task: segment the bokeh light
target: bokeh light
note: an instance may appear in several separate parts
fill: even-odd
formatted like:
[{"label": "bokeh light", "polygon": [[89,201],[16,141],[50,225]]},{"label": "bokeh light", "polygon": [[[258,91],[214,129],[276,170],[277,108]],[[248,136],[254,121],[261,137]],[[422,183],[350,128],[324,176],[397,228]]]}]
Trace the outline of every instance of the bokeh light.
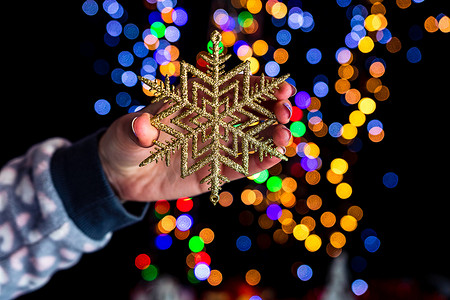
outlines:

· · · ·

Instructions for the task — Rewrite every line of the material above as a Markdown table with the columns "Row" and "Line", numbering the rows and skipping blank lines. Leave the pictures out.

Answer below —
| Row | Line |
|---|---|
| 1 | task: segment the bokeh light |
| 2 | target: bokeh light |
| 3 | note: an instance may appear in several separate parts |
| 4 | fill: even-odd |
| 5 | formatted like: |
| 6 | [{"label": "bokeh light", "polygon": [[89,201],[16,141],[50,225]]},{"label": "bokeh light", "polygon": [[[258,91],[214,129],[276,170],[277,108]],[[248,136],[254,121],[261,137]],[[422,183],[350,128],[324,176],[397,228]]]}] |
| 7 | Trace the outline of every instance of the bokeh light. |
| 8 | outlines: |